▸ EXERCISE INSTRUCTIONS
Could you copy out the passage of the discussion on keeping users logged in that begins with the words containing "Also I think" and ends with "the User Experience."?

▸ EXCERPTED PASSAGE
= = = = =

I would really want to see some numbers around it. I don't think I really do
understand if making the logout feature less apparent actually returns value
to the site in any way.

I mean thinking a bit further, this is really not pushing users to stay
"logged in" and add value to the site right?

Also I think the security issues of keeping users logged in just to keep them
logged in is not really that encouraging.

Now I understand the value of keeping the user logged in, I just don't see the
value of having the logout feature hidden in a menu, other than simplifying
the User Experience.

If anyone has more information on this, please list them. I am interested in
researching this further.

------
estromberg
Tumblr is down, here is the cache:
[http://webcache.googleusercontent.com/search?q=cache:http://...](http://webcache.googleusercontent.com/search?q=cache:http://estromberg.com/post/10240504391/keeping-
users-logged-in)

------
DuqE
Great post, very insightful. I had not really noticed serivces like FB and
Twitter had moved the logout button the way they have until you pointed this
out. It is quite a clever idea, as your post suggests sites that offer a
service or product require the user to be logged in to get a personalised
experience. Users are less likely to logout if they cannot see it as an
option.

------
sneak
I recall the shitstorm I brewed when I made the same suggestion as your last
one (auto-login links in email) some time ago on HN.

Glad to see Quora is doing it now, too.

------
muyuu
Incognito window.

= = = = =

(Location annotation dataset excerpts)
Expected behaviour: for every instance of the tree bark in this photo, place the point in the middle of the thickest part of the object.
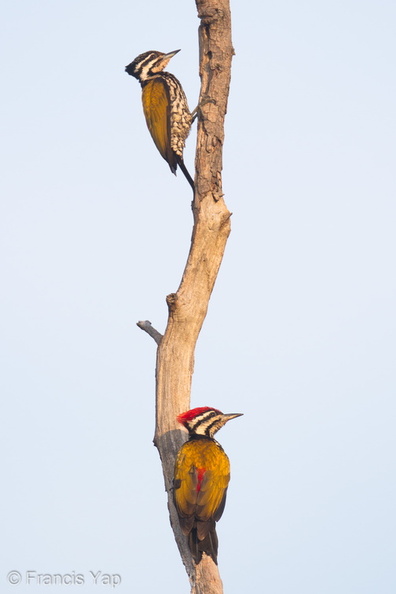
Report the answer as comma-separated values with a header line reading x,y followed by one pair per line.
x,y
188,306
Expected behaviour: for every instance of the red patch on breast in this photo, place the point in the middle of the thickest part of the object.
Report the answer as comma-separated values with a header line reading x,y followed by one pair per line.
x,y
200,477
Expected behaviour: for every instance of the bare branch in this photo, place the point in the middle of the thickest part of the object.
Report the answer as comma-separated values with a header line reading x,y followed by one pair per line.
x,y
151,331
188,306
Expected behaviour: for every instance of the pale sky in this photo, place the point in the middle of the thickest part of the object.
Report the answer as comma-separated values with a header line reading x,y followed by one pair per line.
x,y
300,335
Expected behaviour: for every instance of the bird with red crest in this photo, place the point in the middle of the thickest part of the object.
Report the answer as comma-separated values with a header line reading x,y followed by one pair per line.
x,y
202,474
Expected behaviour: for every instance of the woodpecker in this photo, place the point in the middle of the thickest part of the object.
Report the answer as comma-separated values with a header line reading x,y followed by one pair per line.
x,y
165,107
202,474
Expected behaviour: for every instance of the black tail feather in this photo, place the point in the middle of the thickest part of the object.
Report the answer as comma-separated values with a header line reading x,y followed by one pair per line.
x,y
188,177
208,545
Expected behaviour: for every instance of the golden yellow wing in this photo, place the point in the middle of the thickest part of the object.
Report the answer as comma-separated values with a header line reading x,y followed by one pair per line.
x,y
155,98
202,474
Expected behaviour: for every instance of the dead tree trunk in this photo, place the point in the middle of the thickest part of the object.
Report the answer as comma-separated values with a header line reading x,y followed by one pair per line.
x,y
188,306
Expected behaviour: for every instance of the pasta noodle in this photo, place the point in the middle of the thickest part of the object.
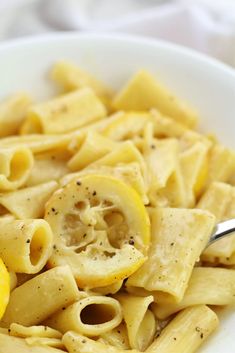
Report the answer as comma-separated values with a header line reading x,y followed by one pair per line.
x,y
15,166
173,251
186,332
204,287
60,114
140,321
25,309
28,202
25,246
107,205
12,113
11,344
91,316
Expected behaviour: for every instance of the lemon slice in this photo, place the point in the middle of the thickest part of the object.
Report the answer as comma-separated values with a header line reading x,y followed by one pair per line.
x,y
101,229
4,288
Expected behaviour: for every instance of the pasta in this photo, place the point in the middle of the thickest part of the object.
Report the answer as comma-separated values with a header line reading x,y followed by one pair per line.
x,y
15,166
90,316
107,204
25,246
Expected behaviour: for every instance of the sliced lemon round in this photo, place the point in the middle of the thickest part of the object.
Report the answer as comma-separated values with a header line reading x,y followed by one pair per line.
x,y
101,229
4,288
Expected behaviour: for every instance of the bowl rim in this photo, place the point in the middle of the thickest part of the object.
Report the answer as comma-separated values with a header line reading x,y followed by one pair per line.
x,y
204,59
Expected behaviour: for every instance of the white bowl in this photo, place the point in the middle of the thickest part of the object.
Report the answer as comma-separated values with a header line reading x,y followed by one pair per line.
x,y
205,83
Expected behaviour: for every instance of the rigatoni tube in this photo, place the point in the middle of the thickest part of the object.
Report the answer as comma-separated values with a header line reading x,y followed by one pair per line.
x,y
186,332
90,316
25,246
37,299
15,166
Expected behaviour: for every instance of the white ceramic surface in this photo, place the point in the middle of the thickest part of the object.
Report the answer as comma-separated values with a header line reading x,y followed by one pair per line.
x,y
205,83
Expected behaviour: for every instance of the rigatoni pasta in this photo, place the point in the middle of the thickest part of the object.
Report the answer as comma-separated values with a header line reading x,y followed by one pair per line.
x,y
26,245
107,204
91,316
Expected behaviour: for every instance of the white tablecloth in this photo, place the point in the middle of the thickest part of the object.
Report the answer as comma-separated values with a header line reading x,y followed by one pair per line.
x,y
206,25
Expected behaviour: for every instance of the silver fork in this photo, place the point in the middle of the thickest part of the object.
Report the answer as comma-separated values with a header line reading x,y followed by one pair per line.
x,y
222,229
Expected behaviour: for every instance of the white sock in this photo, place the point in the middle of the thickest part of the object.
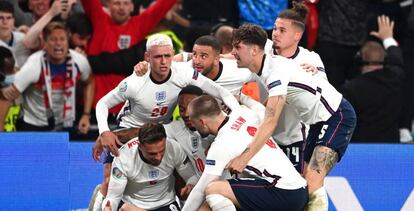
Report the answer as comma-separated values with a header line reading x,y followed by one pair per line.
x,y
318,200
218,202
97,206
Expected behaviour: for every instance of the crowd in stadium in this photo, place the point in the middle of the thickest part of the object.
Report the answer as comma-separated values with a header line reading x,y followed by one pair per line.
x,y
181,94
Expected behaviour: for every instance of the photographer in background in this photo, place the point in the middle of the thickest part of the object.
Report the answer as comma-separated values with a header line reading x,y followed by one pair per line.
x,y
376,93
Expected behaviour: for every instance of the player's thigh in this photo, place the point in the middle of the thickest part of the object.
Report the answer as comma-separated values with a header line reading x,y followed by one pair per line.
x,y
130,207
295,153
221,187
335,133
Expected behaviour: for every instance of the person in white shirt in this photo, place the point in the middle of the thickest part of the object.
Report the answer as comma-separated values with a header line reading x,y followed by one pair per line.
x,y
150,98
185,134
48,81
316,102
269,182
142,175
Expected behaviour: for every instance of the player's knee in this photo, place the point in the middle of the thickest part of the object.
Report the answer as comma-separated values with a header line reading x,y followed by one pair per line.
x,y
219,202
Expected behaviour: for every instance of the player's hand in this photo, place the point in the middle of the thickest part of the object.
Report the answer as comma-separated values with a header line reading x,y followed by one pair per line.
x,y
110,140
385,28
185,191
10,93
237,164
227,56
141,68
84,124
97,149
309,68
108,206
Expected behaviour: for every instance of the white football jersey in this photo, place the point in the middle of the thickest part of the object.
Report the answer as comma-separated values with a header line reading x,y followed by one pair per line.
x,y
151,101
191,141
270,163
142,184
289,129
313,98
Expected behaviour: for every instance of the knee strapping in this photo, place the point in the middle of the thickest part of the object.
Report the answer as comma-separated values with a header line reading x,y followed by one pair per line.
x,y
218,202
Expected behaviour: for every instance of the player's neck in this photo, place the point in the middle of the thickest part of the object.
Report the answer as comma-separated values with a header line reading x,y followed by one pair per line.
x,y
218,122
288,52
256,65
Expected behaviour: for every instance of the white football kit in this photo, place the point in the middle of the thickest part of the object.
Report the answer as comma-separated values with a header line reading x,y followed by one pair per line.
x,y
234,135
144,185
290,130
312,97
151,101
191,141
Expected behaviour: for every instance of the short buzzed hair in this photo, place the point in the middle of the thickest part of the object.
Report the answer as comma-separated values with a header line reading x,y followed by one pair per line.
x,y
151,133
224,34
297,14
53,26
159,40
208,40
250,34
204,105
6,7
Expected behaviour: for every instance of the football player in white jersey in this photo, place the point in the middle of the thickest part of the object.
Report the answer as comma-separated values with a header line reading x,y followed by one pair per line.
x,y
288,29
142,175
150,98
269,182
206,60
316,102
184,132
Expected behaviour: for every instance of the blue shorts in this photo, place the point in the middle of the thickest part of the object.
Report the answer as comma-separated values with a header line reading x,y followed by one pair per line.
x,y
335,133
295,153
259,194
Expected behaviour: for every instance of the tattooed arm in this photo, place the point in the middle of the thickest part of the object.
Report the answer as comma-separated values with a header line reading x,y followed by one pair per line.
x,y
274,107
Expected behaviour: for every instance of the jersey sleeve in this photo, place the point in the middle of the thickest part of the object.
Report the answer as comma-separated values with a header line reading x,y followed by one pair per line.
x,y
183,164
218,156
125,89
193,77
278,79
29,73
117,184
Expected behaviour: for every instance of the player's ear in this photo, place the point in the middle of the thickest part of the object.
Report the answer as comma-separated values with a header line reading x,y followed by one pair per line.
x,y
146,56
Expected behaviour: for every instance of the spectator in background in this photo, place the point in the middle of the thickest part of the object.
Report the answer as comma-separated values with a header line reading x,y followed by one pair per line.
x,y
342,29
29,11
376,93
8,114
118,31
406,120
47,81
261,13
8,37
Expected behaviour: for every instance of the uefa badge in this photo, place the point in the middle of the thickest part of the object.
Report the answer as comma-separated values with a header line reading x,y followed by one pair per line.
x,y
153,174
160,96
123,87
194,142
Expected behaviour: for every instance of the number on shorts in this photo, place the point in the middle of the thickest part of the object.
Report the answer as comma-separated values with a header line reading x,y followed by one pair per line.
x,y
323,130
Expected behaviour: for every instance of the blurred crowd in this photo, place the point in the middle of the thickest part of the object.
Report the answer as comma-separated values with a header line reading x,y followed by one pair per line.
x,y
59,57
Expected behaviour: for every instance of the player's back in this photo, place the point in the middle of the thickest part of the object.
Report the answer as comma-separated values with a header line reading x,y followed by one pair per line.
x,y
192,143
149,186
270,163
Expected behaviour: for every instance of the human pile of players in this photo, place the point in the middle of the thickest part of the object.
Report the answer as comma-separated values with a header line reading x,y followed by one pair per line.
x,y
227,151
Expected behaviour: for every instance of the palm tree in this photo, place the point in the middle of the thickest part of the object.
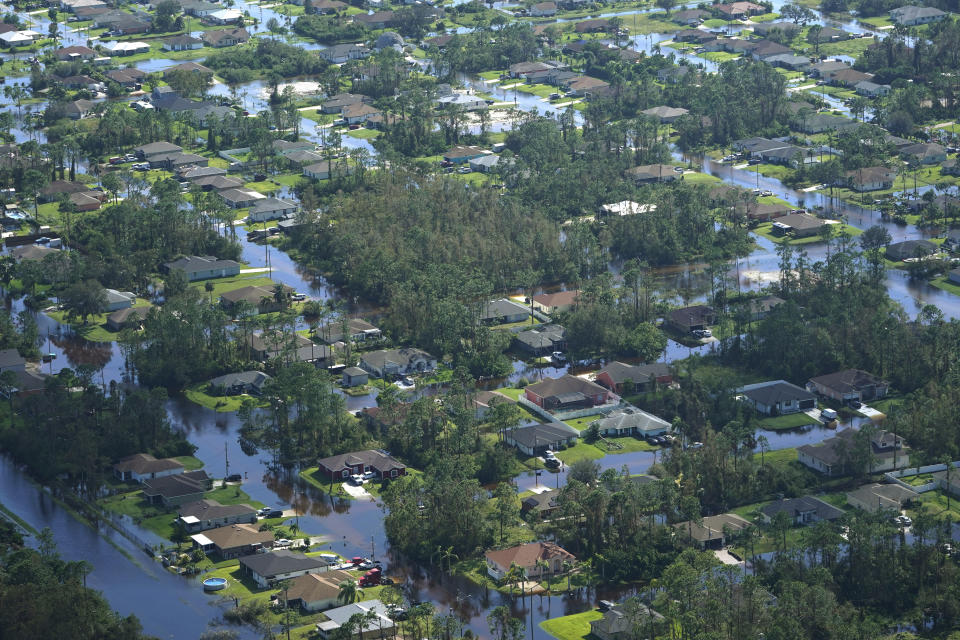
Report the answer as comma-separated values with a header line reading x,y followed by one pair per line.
x,y
349,592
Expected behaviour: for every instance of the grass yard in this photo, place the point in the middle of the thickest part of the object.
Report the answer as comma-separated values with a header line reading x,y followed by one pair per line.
x,y
223,285
789,421
95,329
572,627
197,394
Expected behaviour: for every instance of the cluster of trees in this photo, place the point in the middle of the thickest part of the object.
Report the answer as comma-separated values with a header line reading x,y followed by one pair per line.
x,y
45,596
242,64
76,436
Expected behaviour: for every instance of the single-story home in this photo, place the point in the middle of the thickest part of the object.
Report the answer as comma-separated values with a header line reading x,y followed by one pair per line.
x,y
347,464
778,397
397,362
268,568
849,384
801,511
710,532
566,392
693,318
203,267
535,439
630,421
143,466
641,376
233,384
316,591
210,514
526,557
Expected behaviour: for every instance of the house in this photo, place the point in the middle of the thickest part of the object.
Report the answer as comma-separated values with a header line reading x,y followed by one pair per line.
x,y
182,43
354,377
233,540
850,384
585,86
833,456
536,439
358,462
175,490
484,164
900,251
78,109
296,348
871,89
268,568
559,302
11,360
870,179
543,9
203,267
503,311
241,198
711,531
376,20
359,113
224,16
690,319
460,154
234,384
641,377
262,298
801,511
650,173
142,466
567,392
788,61
315,591
131,317
526,557
738,10
630,421
760,308
119,299
271,208
912,16
665,114
924,153
67,54
340,53
483,401
597,25
377,622
397,362
356,330
881,497
210,514
541,504
541,339
225,37
799,225
690,16
148,151
615,624
322,170
777,397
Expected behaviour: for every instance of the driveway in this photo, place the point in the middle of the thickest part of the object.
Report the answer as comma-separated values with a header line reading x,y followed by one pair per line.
x,y
356,492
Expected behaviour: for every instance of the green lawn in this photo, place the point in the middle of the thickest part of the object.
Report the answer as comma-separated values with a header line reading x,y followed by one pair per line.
x,y
572,627
95,329
197,394
223,285
789,421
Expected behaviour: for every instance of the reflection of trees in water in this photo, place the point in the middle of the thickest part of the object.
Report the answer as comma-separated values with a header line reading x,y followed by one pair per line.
x,y
80,351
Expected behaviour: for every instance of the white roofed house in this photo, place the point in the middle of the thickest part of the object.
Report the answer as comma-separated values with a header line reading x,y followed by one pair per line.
x,y
271,209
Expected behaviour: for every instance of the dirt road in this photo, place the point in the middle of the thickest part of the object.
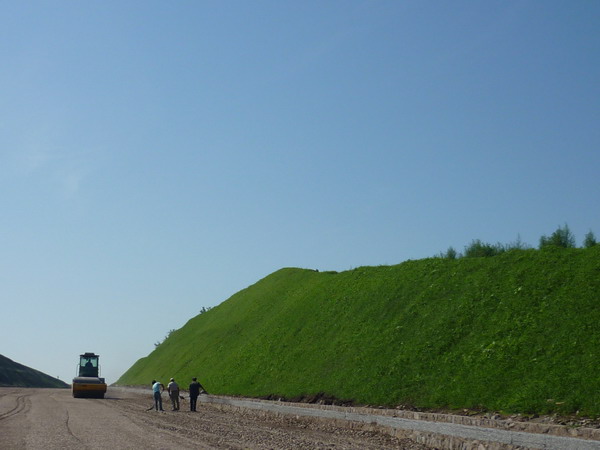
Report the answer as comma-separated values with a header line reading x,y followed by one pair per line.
x,y
52,419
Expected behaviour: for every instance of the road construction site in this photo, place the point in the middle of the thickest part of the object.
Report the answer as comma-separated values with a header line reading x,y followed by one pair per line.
x,y
53,419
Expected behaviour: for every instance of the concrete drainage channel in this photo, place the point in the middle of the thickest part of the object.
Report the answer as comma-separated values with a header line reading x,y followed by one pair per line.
x,y
441,431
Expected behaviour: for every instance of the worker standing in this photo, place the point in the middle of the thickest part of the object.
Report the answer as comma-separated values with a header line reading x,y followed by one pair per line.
x,y
156,388
195,389
173,389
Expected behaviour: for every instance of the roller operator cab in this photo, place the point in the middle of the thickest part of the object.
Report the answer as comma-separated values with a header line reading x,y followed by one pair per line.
x,y
88,382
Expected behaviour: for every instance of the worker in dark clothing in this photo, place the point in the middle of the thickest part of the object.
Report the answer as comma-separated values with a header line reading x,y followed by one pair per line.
x,y
195,389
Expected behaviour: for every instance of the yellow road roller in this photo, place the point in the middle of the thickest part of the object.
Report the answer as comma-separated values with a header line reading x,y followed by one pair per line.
x,y
88,382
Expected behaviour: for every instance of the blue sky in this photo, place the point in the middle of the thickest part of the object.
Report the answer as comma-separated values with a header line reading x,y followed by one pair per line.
x,y
157,157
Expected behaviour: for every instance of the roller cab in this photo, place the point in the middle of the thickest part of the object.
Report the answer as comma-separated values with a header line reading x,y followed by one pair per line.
x,y
88,382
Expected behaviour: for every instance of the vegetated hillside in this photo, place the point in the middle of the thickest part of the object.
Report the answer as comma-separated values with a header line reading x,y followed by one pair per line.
x,y
517,332
18,375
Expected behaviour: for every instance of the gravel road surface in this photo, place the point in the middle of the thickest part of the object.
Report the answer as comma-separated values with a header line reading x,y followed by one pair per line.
x,y
53,419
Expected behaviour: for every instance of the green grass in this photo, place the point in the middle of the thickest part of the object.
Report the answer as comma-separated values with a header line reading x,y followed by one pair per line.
x,y
517,332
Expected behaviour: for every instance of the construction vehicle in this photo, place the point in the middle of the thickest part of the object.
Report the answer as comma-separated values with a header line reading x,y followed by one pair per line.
x,y
88,382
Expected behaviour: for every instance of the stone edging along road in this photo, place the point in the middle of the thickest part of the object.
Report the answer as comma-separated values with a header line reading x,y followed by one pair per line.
x,y
437,430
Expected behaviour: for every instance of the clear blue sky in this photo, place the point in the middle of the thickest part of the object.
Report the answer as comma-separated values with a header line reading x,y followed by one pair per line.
x,y
157,157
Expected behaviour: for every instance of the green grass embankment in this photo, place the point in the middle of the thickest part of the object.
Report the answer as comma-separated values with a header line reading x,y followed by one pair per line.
x,y
517,332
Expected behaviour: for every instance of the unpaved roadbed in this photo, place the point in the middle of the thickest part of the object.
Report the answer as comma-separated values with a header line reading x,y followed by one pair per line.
x,y
52,419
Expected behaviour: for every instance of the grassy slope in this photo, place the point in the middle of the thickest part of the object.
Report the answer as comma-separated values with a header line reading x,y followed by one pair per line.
x,y
18,375
517,332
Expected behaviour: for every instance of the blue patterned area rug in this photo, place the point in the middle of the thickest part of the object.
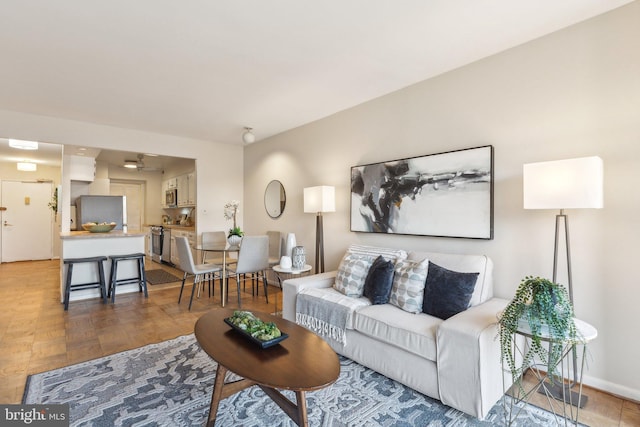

= = = = =

▸ EXERCISE RESULT
Also I think the security issues of keeping users logged in just to keep them
logged in is not really that encouraging.

Now I understand the value of keeping the user logged in, I just don't see the
value of having the logout feature hidden in a menu, other than simplifying
the User Experience.